----- Estratto della fonte -----

La Corte di giustizia europea ha affrontato il caso di Giorgio Fidenato, agricoltore perseguito per legge dalla Guardia forestale e condannato a pagare 16mila euro perché, nel 2014, ha coltivato mais ogm, non osservando un decreto ministeriale emanato l’anno precedente che vietava tale pratica.
Un decreto che secondo i giudici lussemburghesi non ha modo di esistere perché gli ogm possono essere banditi solo se c’è la prova che sono dannosi per l’uomo, gli animali o l’ambiente. A rafforzare la posizione della Corte europea anche la direttiva che ribadisce questo concetto, firmata nel 2015 da 17 Stati tra i quali figura anche l’Italia.
Il principio di precauzione è stato quindi rigettato, cassando di fatto la norma italiana del 2013. Giorgio Fidenato ha suscitato le ire degli schieramenti no-ogm che avevano devastato i suoi campi.
Al di là dell’apprezzamento dei singoli nei confronti delle colture geneticamente modificate, il divieto imposto dall’Italia nel 2013 risulta inutile a prescindere dalla sentenza della Corte di giustizia Ue. Già nel 1998 l’americana Pioneer aveva incassato l’ok europeo per la commercializzazione e in seguito la coltivazione di 17 varietà di mais ogm e a nulla sono valse le ingerenze dell’allora ministero delle Politiche agricole, anche perché prive di motivazioni scientifiche che devono essere avallate dall’Autorità europea per la sicurezza alimentare (Efsa) che ha sede proprio in Italia, a Parma.

----- Materiale fornito -----

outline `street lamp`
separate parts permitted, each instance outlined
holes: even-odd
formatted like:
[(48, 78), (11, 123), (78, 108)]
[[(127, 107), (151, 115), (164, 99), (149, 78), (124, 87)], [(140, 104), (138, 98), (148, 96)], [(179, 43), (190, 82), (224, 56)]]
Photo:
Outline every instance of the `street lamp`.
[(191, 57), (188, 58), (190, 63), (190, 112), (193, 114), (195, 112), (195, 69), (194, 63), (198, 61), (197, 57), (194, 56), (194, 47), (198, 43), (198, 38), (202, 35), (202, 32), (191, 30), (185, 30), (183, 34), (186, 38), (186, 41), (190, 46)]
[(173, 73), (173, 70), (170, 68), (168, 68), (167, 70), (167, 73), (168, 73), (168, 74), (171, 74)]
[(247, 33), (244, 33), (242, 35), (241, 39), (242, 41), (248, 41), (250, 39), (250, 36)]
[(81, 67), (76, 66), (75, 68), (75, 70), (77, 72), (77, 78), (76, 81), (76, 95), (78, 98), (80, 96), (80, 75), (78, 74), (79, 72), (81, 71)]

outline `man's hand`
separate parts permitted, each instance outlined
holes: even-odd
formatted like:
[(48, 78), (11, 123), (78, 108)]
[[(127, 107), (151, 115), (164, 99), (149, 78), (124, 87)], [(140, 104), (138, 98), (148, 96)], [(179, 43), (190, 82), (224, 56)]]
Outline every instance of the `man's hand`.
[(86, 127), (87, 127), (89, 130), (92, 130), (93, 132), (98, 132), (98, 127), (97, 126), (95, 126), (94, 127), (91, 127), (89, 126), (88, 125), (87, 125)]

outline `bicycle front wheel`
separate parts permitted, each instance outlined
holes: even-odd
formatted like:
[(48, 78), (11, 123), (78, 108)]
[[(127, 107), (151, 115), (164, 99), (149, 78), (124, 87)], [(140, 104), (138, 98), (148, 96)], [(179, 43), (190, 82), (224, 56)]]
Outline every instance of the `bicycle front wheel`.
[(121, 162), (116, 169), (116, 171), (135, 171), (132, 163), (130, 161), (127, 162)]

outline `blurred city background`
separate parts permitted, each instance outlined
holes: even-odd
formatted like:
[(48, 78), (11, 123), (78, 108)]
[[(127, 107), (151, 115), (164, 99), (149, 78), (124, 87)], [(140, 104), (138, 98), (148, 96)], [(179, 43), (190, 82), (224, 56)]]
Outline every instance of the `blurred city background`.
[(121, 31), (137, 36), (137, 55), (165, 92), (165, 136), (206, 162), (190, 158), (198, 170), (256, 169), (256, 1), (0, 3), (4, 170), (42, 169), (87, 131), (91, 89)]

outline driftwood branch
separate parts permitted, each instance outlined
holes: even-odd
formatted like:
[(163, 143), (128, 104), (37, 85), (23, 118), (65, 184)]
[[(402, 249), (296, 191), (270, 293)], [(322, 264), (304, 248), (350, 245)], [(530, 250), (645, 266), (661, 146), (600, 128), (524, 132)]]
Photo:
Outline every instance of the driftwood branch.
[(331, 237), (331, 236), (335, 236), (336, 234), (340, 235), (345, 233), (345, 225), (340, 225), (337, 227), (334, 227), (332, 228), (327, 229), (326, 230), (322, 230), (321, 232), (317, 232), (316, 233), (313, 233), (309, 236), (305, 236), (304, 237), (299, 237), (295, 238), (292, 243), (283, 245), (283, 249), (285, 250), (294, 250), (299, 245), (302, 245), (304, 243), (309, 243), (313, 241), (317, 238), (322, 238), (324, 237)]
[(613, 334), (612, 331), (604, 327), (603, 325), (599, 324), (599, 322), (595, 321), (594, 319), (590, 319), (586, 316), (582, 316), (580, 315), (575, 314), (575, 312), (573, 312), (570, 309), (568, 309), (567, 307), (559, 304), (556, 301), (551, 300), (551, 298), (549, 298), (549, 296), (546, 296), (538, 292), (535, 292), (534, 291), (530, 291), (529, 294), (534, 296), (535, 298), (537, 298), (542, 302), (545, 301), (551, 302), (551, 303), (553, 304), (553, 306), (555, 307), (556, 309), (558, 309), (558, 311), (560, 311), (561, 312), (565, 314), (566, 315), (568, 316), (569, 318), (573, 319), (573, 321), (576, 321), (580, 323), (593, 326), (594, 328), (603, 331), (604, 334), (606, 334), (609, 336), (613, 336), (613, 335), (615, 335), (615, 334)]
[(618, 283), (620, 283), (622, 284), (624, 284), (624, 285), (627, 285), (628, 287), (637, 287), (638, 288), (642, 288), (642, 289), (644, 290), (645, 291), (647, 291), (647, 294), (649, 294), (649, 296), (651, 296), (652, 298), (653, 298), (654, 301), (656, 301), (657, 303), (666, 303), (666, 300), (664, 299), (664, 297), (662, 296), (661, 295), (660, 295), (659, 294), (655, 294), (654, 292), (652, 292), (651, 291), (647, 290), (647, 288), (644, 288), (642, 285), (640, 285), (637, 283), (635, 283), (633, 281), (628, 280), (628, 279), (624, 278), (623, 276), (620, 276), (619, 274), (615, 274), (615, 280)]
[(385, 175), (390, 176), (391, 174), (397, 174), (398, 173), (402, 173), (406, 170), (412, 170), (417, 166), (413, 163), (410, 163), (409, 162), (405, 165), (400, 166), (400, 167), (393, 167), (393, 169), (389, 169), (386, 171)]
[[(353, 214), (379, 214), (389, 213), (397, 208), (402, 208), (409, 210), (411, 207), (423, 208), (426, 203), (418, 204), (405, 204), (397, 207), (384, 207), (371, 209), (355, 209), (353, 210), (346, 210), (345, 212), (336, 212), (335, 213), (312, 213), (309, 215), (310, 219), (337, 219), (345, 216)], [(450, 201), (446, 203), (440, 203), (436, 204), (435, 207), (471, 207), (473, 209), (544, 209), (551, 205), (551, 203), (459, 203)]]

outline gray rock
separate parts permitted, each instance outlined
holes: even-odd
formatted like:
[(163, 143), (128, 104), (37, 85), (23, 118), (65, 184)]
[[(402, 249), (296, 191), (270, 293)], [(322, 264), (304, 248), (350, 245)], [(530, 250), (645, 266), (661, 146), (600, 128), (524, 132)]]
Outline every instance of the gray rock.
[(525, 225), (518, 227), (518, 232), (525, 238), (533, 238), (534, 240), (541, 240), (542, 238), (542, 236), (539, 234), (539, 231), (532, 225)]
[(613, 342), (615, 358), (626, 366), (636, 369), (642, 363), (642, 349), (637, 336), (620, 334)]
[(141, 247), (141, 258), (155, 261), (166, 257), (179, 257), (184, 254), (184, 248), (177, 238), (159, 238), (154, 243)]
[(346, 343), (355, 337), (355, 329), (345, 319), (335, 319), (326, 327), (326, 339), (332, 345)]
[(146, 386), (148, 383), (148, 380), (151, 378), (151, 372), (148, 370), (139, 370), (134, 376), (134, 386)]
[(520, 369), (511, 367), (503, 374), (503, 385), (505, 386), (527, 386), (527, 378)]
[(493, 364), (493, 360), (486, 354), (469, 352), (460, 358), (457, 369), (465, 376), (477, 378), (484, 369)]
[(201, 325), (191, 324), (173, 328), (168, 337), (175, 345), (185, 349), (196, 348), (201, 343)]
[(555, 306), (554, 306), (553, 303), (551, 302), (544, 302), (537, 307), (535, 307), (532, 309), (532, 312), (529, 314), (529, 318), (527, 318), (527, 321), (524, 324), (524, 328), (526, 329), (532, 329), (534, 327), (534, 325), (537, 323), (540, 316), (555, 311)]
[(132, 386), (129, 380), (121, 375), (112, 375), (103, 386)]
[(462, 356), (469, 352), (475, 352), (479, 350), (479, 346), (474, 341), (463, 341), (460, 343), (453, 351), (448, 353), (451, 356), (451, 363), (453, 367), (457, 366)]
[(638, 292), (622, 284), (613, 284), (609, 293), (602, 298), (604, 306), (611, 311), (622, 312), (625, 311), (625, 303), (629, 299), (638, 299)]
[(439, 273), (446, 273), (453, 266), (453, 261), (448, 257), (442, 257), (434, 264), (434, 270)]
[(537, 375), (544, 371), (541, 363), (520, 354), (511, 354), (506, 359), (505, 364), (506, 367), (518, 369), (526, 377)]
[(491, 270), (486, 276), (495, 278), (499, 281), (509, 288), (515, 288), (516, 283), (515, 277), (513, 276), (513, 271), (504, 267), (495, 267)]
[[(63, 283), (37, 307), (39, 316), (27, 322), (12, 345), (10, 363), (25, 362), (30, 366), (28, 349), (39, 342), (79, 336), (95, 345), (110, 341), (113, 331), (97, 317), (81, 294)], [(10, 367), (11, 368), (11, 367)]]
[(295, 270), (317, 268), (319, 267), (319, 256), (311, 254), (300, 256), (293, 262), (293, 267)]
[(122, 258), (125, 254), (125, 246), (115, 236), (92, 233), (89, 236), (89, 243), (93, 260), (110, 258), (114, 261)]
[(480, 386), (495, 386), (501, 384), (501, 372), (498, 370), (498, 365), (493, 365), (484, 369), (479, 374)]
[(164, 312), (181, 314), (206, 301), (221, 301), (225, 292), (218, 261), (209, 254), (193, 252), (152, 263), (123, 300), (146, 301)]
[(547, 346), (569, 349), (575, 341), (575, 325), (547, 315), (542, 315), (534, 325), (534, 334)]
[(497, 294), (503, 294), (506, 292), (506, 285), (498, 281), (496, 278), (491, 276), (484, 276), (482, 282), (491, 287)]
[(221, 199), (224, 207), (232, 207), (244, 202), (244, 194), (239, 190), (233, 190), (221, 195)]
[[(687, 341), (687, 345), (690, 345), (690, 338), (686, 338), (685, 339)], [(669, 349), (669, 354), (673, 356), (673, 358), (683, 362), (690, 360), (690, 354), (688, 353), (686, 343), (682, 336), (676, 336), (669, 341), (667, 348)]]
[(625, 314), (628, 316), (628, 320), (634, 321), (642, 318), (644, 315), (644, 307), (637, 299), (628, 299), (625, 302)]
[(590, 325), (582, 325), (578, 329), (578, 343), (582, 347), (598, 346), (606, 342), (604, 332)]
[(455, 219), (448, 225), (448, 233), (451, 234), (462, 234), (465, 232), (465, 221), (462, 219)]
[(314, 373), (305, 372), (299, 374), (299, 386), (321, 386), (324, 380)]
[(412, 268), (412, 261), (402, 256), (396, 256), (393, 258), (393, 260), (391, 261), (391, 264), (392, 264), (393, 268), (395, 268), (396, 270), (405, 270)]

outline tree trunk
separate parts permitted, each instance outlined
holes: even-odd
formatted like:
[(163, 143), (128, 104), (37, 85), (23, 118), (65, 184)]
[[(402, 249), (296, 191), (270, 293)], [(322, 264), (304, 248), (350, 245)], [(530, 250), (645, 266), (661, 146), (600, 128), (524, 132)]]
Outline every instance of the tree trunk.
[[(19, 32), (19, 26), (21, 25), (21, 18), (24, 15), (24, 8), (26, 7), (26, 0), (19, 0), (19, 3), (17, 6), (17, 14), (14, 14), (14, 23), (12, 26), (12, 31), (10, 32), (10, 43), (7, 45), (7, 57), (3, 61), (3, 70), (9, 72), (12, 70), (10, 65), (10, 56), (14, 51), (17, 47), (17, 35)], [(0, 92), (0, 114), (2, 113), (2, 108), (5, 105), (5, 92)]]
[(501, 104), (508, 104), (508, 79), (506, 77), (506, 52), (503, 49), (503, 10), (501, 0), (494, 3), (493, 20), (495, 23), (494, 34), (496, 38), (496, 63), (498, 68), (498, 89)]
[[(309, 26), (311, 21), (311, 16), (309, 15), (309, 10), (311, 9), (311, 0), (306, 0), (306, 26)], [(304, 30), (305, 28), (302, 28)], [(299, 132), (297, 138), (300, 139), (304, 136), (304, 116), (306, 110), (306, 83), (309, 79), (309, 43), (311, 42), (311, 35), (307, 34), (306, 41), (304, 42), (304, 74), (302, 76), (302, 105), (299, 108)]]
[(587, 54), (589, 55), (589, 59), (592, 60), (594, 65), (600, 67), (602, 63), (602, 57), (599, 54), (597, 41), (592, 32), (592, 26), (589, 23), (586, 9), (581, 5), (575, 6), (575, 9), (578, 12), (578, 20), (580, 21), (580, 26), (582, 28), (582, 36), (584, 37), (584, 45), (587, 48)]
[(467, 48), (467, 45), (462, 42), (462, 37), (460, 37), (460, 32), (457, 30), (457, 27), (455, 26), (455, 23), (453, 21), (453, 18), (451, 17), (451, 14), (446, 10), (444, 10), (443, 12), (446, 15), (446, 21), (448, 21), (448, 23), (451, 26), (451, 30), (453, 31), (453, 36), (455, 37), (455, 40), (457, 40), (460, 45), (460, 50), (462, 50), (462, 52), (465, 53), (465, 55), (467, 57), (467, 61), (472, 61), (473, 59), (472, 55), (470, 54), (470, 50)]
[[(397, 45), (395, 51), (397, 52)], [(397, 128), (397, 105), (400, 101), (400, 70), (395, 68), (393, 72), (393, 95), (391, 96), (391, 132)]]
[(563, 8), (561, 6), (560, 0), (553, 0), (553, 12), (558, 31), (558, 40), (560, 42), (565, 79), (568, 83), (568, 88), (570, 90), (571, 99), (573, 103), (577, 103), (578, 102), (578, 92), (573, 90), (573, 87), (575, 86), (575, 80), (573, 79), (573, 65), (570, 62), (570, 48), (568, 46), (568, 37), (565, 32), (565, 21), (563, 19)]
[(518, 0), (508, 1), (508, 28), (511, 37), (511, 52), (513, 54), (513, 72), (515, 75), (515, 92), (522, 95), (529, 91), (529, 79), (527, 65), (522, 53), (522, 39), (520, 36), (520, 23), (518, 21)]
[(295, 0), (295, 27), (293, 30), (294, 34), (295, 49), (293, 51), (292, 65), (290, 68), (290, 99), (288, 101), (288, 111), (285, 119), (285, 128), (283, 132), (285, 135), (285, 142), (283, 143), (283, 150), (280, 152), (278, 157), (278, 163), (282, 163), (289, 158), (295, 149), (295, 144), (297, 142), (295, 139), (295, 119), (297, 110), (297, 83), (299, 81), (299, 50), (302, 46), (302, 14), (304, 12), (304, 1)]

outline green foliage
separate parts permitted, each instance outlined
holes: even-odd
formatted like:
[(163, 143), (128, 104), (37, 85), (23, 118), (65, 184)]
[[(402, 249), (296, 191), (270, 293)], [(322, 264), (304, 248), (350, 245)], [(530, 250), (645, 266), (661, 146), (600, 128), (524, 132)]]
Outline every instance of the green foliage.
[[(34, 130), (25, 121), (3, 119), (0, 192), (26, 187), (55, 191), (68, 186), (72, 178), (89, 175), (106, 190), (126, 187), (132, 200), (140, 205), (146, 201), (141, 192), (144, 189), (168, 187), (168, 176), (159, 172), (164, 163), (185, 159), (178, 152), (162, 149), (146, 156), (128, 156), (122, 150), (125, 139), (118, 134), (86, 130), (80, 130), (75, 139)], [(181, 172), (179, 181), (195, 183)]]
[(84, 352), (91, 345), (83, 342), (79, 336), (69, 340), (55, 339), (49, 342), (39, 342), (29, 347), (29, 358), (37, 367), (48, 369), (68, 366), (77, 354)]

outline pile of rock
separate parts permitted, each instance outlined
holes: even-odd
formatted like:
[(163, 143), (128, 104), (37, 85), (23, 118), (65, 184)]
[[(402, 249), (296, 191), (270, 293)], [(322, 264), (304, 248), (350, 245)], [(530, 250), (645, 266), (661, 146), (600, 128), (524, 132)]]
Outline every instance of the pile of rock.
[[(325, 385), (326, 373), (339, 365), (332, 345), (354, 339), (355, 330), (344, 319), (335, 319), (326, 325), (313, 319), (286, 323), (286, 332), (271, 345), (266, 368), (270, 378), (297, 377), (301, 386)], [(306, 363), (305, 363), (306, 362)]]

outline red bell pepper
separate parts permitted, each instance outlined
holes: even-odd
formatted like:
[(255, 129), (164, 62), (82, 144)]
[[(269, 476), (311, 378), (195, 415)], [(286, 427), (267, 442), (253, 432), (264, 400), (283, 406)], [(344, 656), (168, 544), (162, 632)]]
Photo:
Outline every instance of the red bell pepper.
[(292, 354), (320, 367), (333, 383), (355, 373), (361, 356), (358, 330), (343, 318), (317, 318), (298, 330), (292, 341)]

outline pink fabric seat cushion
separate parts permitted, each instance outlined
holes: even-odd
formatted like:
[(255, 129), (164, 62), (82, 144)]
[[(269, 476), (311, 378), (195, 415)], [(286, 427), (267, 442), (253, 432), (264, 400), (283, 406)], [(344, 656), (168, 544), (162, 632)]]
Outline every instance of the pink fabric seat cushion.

-----

■ Consegna ■
Rispondi in base all'estratto:
(a) Quale somma è stato condannato a pagare Giorgio Fidenato?
(b) Quanti Stati hanno firmato la direttiva del 2015?
(c) In quale città ha sede l'Autorità europea per la sicurezza alimentare?
Il materiale non ha alcun legame con l'estratto.

■ Soluzione ■
(a) 16mila euro.
(b) 17 Stati.
(c) A Parma.